- **Short exercise 1**
Count the lines of the entries below that contain the word "dirt", and reply with the number alone.

- **Article**
★ ★ ★
In the middle of the night, I woke Esteban up to tell him to roll over because he was snoring. Under the down comforter, his hand found mine and opened it. I figured he was going to hold my hand while he slept (something we do sometimes… I know, most of you just retched because it’s so cute), but instead he deposited something hot and heavy into my palm.
“Here.” He murmured. “I found that in my underwear.”
It was a quarter.
I threw it, figuring that it was saturated with testicle residue or some other vague schmeng that would give me nightmares. It hit the wall and fell behind the bed.
“Why did you throw that away? It was good money.” He was already snoring before I could answer.
The whole thing was surreal. And apparently, there are some checks that his ass CAN cash. Imagine my surprise.
★ ★ ★
- **Material for the task**
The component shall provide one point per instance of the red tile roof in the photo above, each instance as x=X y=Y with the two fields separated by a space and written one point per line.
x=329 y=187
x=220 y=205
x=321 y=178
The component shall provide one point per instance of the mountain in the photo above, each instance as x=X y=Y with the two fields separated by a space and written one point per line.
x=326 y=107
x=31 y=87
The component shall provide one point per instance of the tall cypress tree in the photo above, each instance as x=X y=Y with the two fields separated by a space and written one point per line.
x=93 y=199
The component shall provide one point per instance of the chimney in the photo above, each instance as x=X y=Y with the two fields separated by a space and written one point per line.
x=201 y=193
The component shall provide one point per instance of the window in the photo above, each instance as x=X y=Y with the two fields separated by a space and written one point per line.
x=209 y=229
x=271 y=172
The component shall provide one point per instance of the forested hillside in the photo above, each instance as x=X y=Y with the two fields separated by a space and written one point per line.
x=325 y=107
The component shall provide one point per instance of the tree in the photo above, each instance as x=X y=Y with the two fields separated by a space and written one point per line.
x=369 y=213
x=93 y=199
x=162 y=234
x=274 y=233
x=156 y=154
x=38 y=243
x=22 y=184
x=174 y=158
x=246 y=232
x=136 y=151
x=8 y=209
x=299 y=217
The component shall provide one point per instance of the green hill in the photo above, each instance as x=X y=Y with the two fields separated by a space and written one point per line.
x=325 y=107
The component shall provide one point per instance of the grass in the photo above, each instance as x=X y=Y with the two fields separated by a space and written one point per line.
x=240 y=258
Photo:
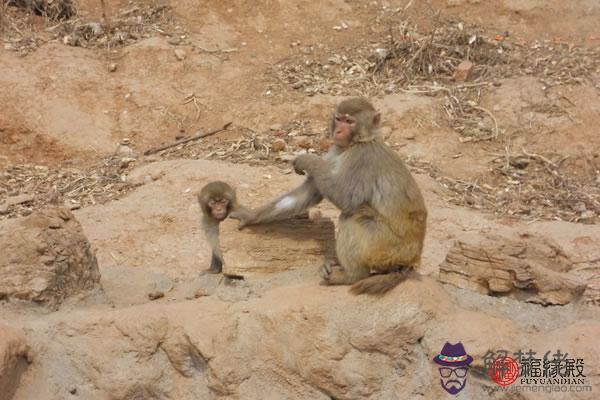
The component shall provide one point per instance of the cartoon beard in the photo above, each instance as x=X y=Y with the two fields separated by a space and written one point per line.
x=453 y=386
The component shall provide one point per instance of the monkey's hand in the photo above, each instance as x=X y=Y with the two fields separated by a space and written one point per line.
x=243 y=215
x=304 y=162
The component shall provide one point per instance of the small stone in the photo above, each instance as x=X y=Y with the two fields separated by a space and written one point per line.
x=96 y=28
x=72 y=205
x=580 y=207
x=55 y=223
x=314 y=214
x=386 y=131
x=154 y=295
x=463 y=71
x=20 y=199
x=126 y=161
x=407 y=135
x=278 y=145
x=124 y=149
x=180 y=54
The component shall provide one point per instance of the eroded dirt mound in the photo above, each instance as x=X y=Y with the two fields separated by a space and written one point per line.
x=46 y=258
x=493 y=105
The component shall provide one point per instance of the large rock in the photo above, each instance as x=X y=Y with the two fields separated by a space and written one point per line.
x=530 y=268
x=46 y=257
x=14 y=358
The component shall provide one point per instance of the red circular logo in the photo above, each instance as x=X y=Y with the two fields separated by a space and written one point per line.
x=504 y=371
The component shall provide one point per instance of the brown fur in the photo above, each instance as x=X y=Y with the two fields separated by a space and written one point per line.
x=383 y=215
x=216 y=191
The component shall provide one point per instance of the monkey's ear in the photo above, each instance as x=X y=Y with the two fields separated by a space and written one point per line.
x=376 y=119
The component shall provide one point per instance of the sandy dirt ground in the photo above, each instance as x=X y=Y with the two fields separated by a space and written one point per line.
x=512 y=148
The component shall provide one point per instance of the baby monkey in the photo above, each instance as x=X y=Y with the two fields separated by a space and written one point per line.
x=217 y=199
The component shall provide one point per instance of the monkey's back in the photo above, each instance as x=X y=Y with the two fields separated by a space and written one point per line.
x=395 y=199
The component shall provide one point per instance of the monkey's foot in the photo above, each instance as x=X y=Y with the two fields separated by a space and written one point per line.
x=332 y=275
x=325 y=271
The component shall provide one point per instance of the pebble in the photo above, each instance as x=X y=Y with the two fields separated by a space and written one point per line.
x=278 y=145
x=180 y=54
x=20 y=199
x=154 y=295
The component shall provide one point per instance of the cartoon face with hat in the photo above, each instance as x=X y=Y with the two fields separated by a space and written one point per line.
x=454 y=362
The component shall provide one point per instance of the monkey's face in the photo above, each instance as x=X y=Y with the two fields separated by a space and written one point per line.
x=219 y=208
x=344 y=127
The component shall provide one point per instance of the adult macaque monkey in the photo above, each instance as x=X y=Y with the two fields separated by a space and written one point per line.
x=383 y=216
x=217 y=199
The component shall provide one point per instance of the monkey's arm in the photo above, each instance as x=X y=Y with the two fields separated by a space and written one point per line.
x=211 y=230
x=348 y=189
x=284 y=207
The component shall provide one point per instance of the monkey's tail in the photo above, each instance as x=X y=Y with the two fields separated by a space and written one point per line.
x=381 y=283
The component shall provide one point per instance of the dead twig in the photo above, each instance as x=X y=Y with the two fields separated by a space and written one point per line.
x=186 y=140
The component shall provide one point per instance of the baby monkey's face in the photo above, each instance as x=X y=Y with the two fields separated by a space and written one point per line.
x=219 y=208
★ ★ ★
- **Short exercise 2**
In the story above, what object did Esteban put into the narrator's palm during the night?

- **Output 1**
2

- **Output 2**
A quarter.